======== Passage

Risking the future to survive today. That’s effectively what an individual would be doing if the decision was made to cash out even a portion of an RRSP to pay for a medical procedure that was only available in the U.S. when it was needed the most.
The numbers tell the story. If you were diagnosed with a cancer that threatens your life, you might find that the therapy you require is available right now in the U.S. at a cost of $50,000 (U.S.). Anxious to get treatment, you opt for the out-of-country medical care, and you turn to your RRSP savings. That $50,000 in American dollars you need converts to $75,000 in Canadian funds. And then there are the tax implications that go along with early RRSP withdrawals. Assuming a 40 per cent tax rate, you’ll have to take out $125,000 to net the cash required to pay for those American medical services
And what’s the long-term impact of that withdrawal on your RRSP? For a 45 year old routinely making $10,000 RRSP contributions annually and assuming an 8 percent annual return, the long term effect of that $125,000 withdrawal is not just the cashed-out amount itself: it is also the money not earned in retirement savings as the RRSP rolls forward each year without that amount. By age 65, you would see that the $125,000 withdrawal represents a staggering difference of $582,620 in savings no longer.
For less than $70 a month, a 40 year old male non-smoker could purchase a $75,000 Critical Illness Recovery Plan policy that would provide the cash for that life-saving medical treatment without compromising the future security promised by his RRSP. Benefit options are available ranging from $10,000 to $1 million.
The chances are better than ever today that if you suffer a critical illness, you will survive it. So while you should be confident that your life will go on, you should take steps to make sure your financial security does as well. Critical Illness Recovery Plans provide the cash to deal with the unexpected expenses that result from catastrophic illnesses. It offers a lump-sum benefit when individuals are diagnosed with or, in some cases, require surgery for any of the following: cancer, heart attack, stroke, Alzheimer’s disease, multiple sclerosis, Parkinson’s disease, coronary artery bypass surgery, major organ transplant, blindness, deafness, loss of speech, paralysis/loss of limbs, coma, renal (kidney) failure, severe burns, occupational HIV infection or motor neuron disease and they survive the waiting period.
Because there are no restrictions on how the full cash benefit can be used, critical illness insurance is ideal for accessing quick and expert medical service available in other countries, including the U.S. This year, more Canadians than ever will survive near-fatal illnesses.

================

Tasks:
1) Reproduce word for word the stretch of the RRSP passage from "The chances are" through "the waiting period.".
2) Condense the paragraph of the RRSP passage that begins "The numbers tell the story" into a short bulleted list that keeps its main figures.
3) Answer these questions from the RRSP passage:
(a) What annual return is assumed for the 45 year old's RRSP?
(b) Roughly how much per month would a 40 year old male non-smoker pay for a $75,000 Critical Illness Recovery Plan policy?
(c) What range of benefit options is available?

======== Provided data

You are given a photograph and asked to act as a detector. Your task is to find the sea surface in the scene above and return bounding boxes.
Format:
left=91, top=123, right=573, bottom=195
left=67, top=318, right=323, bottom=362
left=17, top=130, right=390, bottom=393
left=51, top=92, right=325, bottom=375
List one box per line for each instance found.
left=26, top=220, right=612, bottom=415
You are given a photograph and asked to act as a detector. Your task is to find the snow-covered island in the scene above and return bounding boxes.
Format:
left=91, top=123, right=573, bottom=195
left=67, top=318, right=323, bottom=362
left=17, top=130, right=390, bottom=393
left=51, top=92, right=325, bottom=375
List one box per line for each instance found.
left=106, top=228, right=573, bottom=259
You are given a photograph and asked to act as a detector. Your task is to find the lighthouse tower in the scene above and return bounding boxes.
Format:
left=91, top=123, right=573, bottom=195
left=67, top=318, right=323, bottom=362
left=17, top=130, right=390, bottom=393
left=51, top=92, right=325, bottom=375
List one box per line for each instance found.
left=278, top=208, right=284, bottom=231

================
======== Provided data

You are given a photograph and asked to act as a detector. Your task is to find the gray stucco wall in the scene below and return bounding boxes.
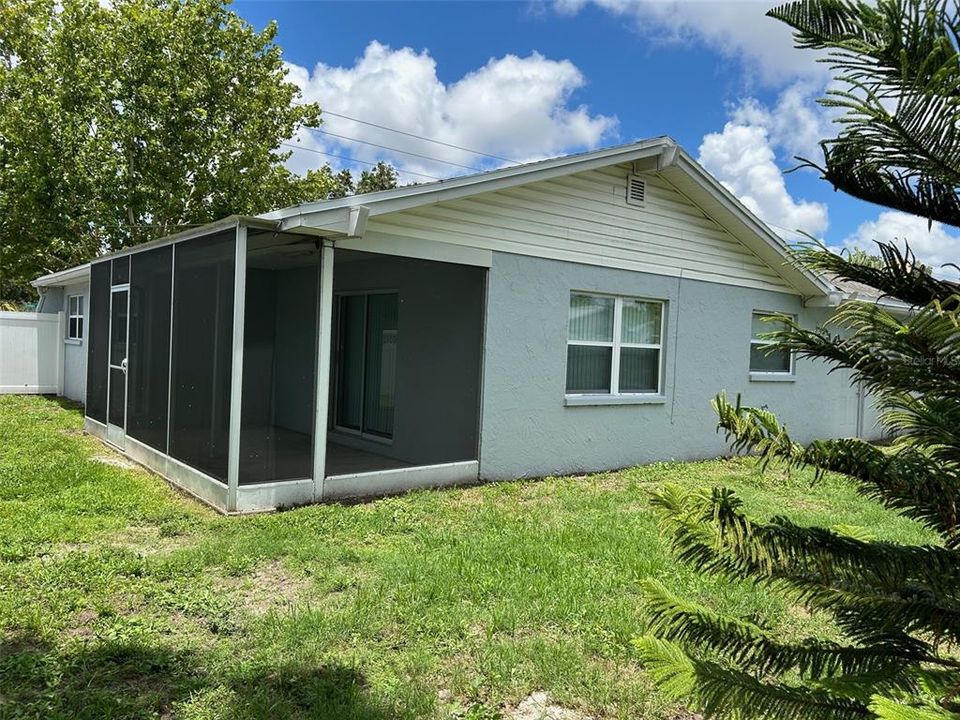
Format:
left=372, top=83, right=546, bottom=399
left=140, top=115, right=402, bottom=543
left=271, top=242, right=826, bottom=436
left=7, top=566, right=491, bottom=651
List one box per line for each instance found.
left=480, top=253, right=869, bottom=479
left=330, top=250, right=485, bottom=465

================

Task-by-task answers:
1)
The chances are better than ever today that if you suffer a critical illness, you will survive it. So while you should be confident that your life will go on, you should take steps to make sure your financial security does as well. Critical Illness Recovery Plans provide the cash to deal with the unexpected expenses that result from catastrophic illnesses. It offers a lump-sum benefit when individuals are diagnosed with or, in some cases, require surgery for any of the following: cancer, heart attack, stroke, Alzheimer’s disease, multiple sclerosis, Parkinson’s disease, coronary artery bypass surgery, major organ transplant, blindness, deafness, loss of speech, paralysis/loss of limbs, coma, renal (kidney) failure, severe burns, occupational HIV infection or motor neuron disease and they survive the waiting period.

2)
- A life-threatening cancer may call for therapy available right now in the U.S. at $50,000 (U.S.).
- Choosing that treatment, you turn to your RRSP savings.
- The $50,000 in American dollars converts to $75,000 in Canadian funds.
- Early RRSP withdrawals carry tax implications; at an assumed 40 per cent tax rate, you must withdraw $125,000 to net the cash needed.

3)
(a) 8 percent.
(b) Less than $70 a month.
(c) From $10,000 to $1 million.